▶ **LIST OF TASKS**:
**A)** In the list of dated events, write out the part that begins at the words "- 1890 – The" and stops after "German Crown Prince.".
**B)** Answer these from the list of dated events:
(i) What did Thomas Edison receive a patent for in 1869?
(ii) Which body was founded in 1922?
(iii) How many consecutive games made up Lou Gehrig's streak?
**C)** Extend the list of dated events past its last entry.

▶ **SELECTED PASSAGE**:
= Beginning of Section =

- 1857 – Charles Baudelaire's Fleurs du mal is published.
- 1862 – American Civil War, Peninsula Campaign: Battle of Seven Pines (or the Battle of Fair Oaks) ends inconclusively, with both sides claiming victory.
- 1868 – Treaty of Bosque Redondo is signed allowing the Navajos to return to their lands in Arizona and New Mexico.
- 1869 – Thomas Edison receives a patent for his electric voting machine.
- 1879 – Napoleon Eugene, the last dynastic Bonaparte, is killed in the Anglo-Zulu War.
- 1886 – The railroads of the Southern United States convert 11,000 miles of track from a five foot rail gauge to standard gauge, beginning May 31.
- 1890 – The United States Census Bureau begins using Herman Hollerith's tabulating machine to count census returns.
- 1910 – Robert Falcon Scott's South Pole expedition leaves England.
- 1918 – World War I Western Front: Battle for Belleau Wood – Allied Forces under John J. Pershing and James Harbord engage Imperial German Forces under Wilhelm, German Crown Prince.
- 1920 – Adolfo de la Huerta becomes president of Mexico.
- 1921 – Tulsa Race Riot: civil unrest in Tulsa, Oklahoma.
- 1922 – Royal Ulster Constabulary is founded.
- 1925 – Lou Gehrig plays the first game in his streak of 2,130 consecutive games; it was the longest such streak until broken by Cal Ripken Jr. in 1995.

= End of Section =

▶ **RECORDED INFORMATION**:

= Beginning of Section =

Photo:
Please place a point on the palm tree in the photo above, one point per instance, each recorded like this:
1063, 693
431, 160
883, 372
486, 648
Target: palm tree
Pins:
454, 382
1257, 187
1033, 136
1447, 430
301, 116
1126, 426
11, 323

= End of Section =
= Beginning of Section =

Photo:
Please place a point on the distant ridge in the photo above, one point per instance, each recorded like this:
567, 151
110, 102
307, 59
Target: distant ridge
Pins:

= End of Section =
= Beginning of Section =

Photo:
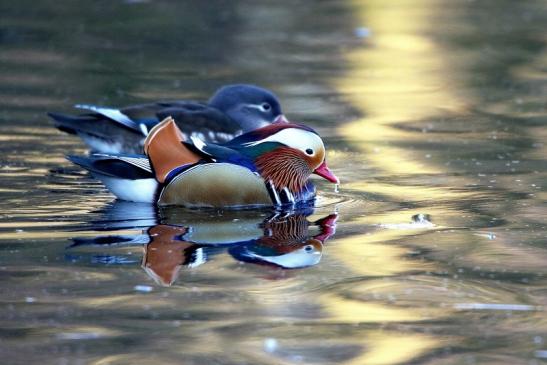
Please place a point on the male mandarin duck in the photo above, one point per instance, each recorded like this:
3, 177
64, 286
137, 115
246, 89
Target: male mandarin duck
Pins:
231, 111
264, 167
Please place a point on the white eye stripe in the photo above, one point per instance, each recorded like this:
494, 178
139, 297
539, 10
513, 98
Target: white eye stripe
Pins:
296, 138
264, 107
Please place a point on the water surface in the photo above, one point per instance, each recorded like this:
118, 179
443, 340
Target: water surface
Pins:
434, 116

= End of Section =

▶ **ANSWERS PER TASK**:
**A)**
- 1890 – The United States Census Bureau begins using Herman Hollerith's tabulating machine to count census returns.
- 1910 – Robert Falcon Scott's South Pole expedition leaves England.
- 1918 – World War I Western Front: Battle for Belleau Wood – Allied Forces under John J. Pershing and James Harbord engage Imperial German Forces under Wilhelm, German Crown Prince.

**B)**
(i) His electric voting machine
(ii) The Royal Ulster Constabulary
(iii) 2,130

**C)**
- 1935 – The first driving tests are introduced in the United Kingdom.
- 1939 – Maiden flight of the Focke-Wulf Fw 190 Würger (D-OPZE) fighter aeroplane
- 1940 – The Leninist Communist Youth League of the Karelo-Finnish SSR holds its first congress.
- 1940 – The Brooklyn-Manhattan Transit Corporation goes out of business, giving the City of New York full control of the subway system in the city.
- 1941 – World War II: Battle of Crete ends as Crete capitulates to Germany.
- 1941 – The Farhud, a pogrom in Iraqi Jews, takes place in Baghdad.
- 1942 – World War II: the Warsaw paper Liberty Brigade publishes the first news of the concentration camps.
- 1943 – British Overseas Airways Corporation Flight 777 is shot down over the Bay of Biscay by German Junkers Ju 88s, killing actor Leslie Howard and leading to speculation the downing was an attempt to kill British Prime Minister Winston Churchill.
- 1946 – Ion Antonescu, convicted war criminal, is executed.
- 1956 – First international flight (to Montreal YUL) from the Atlanta Municipal Airport (ATL; now Hartsfield-Jackson Atlanta International Airport, and currently the world's busiest airport)
- 1958 – Charles de Gaulle is brought out of retirement to lead France by decree for six months.
- 1962 – Adolf Eichmann is hanged in Israel.
- 1963 – Kenya gains internal self-rule (Madaraka Day).
- 1967 – The groundbreaking Sgt. Pepper's Lonely Hearts Club Band album by The Beatles is released
- 1974 – Flixborough disaster: an explosion at a chemical plant kills 28 people.
- 1974 – The Heimlich maneuver for rescuing choking victims is published in the journal Emergency Medicine.
- 1978 – The first international applications under the Patent Cooperation Treaty are filed.
- 1979 – Vizianagaram district is formed in Andhra Pradesh, India.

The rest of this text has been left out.